(Items from a dataset)
- - - - - - -

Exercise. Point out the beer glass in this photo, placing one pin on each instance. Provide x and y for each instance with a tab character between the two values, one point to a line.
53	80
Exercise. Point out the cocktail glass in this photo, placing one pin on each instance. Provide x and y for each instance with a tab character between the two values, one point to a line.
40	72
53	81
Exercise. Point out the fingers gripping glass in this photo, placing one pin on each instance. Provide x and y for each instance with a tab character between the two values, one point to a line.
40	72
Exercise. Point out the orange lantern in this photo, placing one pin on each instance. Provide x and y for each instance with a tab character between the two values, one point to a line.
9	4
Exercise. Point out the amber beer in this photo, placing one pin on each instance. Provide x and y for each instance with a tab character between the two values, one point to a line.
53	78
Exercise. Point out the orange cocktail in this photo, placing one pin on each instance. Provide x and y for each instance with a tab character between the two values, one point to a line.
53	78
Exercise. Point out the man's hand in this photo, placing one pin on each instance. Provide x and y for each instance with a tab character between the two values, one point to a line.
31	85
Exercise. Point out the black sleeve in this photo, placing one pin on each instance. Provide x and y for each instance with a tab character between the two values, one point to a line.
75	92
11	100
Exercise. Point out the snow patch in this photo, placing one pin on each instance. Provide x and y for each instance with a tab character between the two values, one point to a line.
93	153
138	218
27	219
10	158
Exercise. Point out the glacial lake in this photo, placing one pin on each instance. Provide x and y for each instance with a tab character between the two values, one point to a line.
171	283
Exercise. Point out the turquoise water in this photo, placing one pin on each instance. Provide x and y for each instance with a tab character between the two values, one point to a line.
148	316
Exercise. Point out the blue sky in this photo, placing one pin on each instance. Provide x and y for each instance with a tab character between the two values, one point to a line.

- - - - - - -

The data above needs to be given again exactly, with no line left out.

_SOLUTION TO THE EXERCISE_
Exercise. Point out the beer glass in this photo, placing one pin on each instance. Provide x and y for each instance with a tab character between the two values, one point to a line.
53	80
Exercise. Point out the cocktail glass in this photo, placing one pin on each instance. Provide x and y for each instance with a tab character between the two values, one point to a line.
40	72
53	81
Exercise. Point out the fingers gripping glass in this photo, placing one pin on each instance. Provide x and y for each instance with a tab character between the two values, one point to a line.
40	72
Exercise. Point out the orange lantern in this photo, placing one pin on each instance. Provide x and y for each instance with a tab character between the two values, one point to a line.
9	4
Exercise. Point out the amber beer in this photo, placing one pin on each instance. Provide x and y for each instance with a tab character between the two values, one point to a line.
53	78
Exercise. Point out the orange cocktail in this photo, placing one pin on each instance. Provide x and y for each instance with a tab character between the two values, one point to a line.
53	78
Exercise. Point out the man's hand in this photo, placing one pin on each instance. Provide x and y for each instance with a tab character between the two values, one point to a line.
31	85
Exercise. Point out the black sleeve in this photo, placing one pin on each instance. Provide x and y for each instance with a tab character between the two values, one point to a line.
75	92
11	100
Exercise. Point out the snow patch in this photo, placing one pin on each instance. Provide x and y for each instance with a tab character between the two values, one point to a line.
93	153
138	218
27	219
10	158
Exercise. Point out the glacial lake in this photo, placing one pin on each instance. Provide x and y for each instance with a tab character between the two values, one point to a line.
171	283
Exercise. Point out the turquoise water in this photo, placing one pin on each instance. Provide x and y for each instance with a tab character between the two values, one point to a line.
148	316
Exercise. Point out the blue sky in this photo, placing one pin on each instance. Provide x and y for each instance with a tab character between the two values, one point to a line.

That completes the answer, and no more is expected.